## Exercise brief
Take each line from the entries that holds "below" and copy it out.

## Material shown
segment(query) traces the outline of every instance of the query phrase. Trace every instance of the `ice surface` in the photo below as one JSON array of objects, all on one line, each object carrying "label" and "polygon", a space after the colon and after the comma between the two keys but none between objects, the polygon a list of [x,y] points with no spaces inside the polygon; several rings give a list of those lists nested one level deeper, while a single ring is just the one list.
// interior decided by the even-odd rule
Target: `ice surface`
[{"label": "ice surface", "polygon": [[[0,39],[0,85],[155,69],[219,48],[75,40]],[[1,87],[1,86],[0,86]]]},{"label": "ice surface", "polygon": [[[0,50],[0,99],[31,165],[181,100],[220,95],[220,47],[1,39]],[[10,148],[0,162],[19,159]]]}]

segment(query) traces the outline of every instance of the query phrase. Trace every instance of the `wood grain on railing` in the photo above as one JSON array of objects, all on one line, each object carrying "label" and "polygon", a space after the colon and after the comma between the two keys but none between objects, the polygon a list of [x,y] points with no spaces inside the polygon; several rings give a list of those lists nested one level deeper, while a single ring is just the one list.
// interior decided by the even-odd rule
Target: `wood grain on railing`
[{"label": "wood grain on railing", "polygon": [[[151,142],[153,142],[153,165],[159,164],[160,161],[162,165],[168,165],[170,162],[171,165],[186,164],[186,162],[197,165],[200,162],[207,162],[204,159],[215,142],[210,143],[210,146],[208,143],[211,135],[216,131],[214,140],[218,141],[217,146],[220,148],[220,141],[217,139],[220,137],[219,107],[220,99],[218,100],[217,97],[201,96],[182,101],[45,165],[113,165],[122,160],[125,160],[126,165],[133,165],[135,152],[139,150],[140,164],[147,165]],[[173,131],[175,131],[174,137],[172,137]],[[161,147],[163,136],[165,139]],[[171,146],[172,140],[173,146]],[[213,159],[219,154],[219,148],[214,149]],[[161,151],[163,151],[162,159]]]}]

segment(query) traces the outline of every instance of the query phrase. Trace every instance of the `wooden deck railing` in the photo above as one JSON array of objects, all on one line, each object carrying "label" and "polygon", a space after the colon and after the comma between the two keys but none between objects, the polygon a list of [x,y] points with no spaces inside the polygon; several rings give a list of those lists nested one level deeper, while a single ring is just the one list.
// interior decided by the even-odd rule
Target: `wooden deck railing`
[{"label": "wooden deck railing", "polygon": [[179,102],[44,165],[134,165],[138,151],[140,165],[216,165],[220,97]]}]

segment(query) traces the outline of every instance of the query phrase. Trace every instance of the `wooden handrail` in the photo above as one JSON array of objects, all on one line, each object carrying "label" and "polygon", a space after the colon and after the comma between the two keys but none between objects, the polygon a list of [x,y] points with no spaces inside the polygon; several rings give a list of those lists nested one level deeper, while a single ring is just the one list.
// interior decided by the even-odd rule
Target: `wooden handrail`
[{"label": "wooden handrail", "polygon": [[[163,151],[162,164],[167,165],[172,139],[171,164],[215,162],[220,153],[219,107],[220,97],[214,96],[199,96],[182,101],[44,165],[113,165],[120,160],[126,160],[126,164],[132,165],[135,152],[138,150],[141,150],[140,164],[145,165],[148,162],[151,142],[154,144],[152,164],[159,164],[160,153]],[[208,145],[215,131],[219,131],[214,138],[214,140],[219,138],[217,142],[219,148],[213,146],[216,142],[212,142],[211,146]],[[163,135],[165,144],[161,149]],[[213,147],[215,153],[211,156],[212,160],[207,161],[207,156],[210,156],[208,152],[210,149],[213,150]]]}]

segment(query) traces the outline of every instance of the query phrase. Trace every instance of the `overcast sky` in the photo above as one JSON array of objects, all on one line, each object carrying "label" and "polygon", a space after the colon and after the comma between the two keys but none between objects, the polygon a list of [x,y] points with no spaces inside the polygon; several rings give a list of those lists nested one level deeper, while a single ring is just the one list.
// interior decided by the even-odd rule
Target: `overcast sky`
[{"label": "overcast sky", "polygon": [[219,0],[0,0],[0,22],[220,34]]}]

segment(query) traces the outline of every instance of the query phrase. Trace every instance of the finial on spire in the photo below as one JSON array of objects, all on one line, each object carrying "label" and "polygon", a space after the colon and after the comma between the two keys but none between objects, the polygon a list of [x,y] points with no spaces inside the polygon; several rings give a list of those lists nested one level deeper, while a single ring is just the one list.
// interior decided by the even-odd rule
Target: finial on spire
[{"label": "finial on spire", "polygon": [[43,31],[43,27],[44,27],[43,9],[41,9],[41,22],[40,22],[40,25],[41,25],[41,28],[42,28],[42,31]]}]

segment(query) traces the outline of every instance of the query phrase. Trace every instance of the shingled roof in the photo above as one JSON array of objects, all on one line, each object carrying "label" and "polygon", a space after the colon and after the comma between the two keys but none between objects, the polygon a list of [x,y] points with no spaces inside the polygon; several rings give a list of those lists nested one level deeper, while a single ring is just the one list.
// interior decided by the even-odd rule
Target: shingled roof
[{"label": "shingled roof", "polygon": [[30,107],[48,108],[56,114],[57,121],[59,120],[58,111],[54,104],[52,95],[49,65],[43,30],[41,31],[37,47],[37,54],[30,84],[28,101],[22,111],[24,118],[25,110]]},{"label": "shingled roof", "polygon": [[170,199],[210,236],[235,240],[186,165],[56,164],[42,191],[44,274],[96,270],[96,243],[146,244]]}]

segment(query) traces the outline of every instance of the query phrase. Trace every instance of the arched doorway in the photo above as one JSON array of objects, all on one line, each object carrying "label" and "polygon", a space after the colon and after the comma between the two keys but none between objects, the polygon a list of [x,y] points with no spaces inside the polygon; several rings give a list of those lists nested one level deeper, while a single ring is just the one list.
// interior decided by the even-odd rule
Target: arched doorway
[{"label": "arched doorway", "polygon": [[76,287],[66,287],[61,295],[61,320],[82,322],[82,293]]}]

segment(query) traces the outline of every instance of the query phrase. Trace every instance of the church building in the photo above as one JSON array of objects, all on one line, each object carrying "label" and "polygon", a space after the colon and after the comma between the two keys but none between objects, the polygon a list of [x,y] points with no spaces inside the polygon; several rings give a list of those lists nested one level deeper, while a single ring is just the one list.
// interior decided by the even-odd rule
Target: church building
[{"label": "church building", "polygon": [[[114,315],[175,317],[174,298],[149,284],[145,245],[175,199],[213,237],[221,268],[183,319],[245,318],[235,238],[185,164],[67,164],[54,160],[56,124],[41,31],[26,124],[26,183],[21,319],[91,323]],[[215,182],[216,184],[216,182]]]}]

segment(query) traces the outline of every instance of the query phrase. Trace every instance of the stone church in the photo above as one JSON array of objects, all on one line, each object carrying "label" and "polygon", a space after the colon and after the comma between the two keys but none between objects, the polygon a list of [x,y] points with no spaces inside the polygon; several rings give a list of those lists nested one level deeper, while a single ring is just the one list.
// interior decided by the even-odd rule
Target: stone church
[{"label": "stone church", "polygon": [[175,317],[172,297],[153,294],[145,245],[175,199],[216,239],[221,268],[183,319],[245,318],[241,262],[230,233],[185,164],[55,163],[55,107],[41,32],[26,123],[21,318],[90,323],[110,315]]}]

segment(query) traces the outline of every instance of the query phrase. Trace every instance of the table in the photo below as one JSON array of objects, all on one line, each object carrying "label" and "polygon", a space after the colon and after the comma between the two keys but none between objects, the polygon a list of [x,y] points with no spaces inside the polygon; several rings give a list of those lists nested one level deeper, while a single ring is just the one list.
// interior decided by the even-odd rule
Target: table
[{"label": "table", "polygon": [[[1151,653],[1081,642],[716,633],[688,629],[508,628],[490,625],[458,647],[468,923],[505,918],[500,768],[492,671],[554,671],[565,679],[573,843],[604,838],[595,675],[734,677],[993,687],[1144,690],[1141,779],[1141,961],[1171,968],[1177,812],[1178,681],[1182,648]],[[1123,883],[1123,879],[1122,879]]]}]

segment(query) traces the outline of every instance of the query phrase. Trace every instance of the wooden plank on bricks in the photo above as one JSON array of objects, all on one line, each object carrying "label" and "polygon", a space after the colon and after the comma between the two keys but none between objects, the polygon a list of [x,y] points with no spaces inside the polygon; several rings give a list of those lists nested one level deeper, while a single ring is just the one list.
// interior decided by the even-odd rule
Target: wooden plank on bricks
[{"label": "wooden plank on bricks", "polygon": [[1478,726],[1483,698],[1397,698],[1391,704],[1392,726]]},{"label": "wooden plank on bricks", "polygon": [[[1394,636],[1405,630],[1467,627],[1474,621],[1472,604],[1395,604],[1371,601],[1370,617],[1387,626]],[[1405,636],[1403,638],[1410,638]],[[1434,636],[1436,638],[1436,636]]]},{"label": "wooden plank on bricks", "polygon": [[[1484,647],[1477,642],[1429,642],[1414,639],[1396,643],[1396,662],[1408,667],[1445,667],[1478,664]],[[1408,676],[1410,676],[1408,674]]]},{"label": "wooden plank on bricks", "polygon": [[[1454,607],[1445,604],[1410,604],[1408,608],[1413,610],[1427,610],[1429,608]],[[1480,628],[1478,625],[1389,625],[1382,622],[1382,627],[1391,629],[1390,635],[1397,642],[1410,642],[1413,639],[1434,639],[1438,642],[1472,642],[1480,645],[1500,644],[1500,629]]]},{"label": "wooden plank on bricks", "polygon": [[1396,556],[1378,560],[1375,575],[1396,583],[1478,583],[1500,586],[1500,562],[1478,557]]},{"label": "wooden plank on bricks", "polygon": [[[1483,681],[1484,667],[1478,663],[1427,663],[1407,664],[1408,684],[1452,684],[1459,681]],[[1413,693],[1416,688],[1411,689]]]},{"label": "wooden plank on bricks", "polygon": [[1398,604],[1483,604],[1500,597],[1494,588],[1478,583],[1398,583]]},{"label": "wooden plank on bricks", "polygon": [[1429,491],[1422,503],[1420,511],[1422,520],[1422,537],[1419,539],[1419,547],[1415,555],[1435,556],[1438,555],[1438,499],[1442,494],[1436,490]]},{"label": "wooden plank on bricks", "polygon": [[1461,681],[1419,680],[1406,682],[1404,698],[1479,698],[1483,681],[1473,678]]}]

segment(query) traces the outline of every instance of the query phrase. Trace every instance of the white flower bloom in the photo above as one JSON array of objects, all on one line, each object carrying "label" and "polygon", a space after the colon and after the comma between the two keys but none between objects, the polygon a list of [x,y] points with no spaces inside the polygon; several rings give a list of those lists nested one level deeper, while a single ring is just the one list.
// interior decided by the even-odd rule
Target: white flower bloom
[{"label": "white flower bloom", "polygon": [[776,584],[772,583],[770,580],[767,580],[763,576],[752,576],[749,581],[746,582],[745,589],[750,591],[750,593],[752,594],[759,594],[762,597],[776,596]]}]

## Output
segment(query) traces the outline of every instance of the query phrase. Trace every instance of the `ice surface` in the photo below as one JSON array of objects, all on one line, each object carrying "label" and "polygon", a space after the colon and after the comma between the two keys but none between objects, the polygon a list of [x,y] points with no spaces inside the polygon; several rings give a list of those lists nested one level deeper, while a single ring is just the one list.
segment(query) traces the outline of every instance of the query phrase. Trace every instance of the finial on spire in the photo below as one JSON array of objects, all on one line, each object carrying "label" and "polygon", a space after the colon and after the comma between the two keys but none between objects, the polygon a list of [x,y] points with no spaces inside the polygon; several rings give a list of those lists nested one level deeper, while a single ring is just the one list.
segment(query) traces the outline of every instance of the query phrase. Trace every instance of the table in the photo below as one JSON array of objects, all on one line, each object carrying "label" and "polygon", a space after the colon and after the comma between the two keys but none between objects, the polygon a list of [x,y] points with no spaces inside the polygon; several rings give a list of those lists nested one level deeper, while a single ring is just the one list.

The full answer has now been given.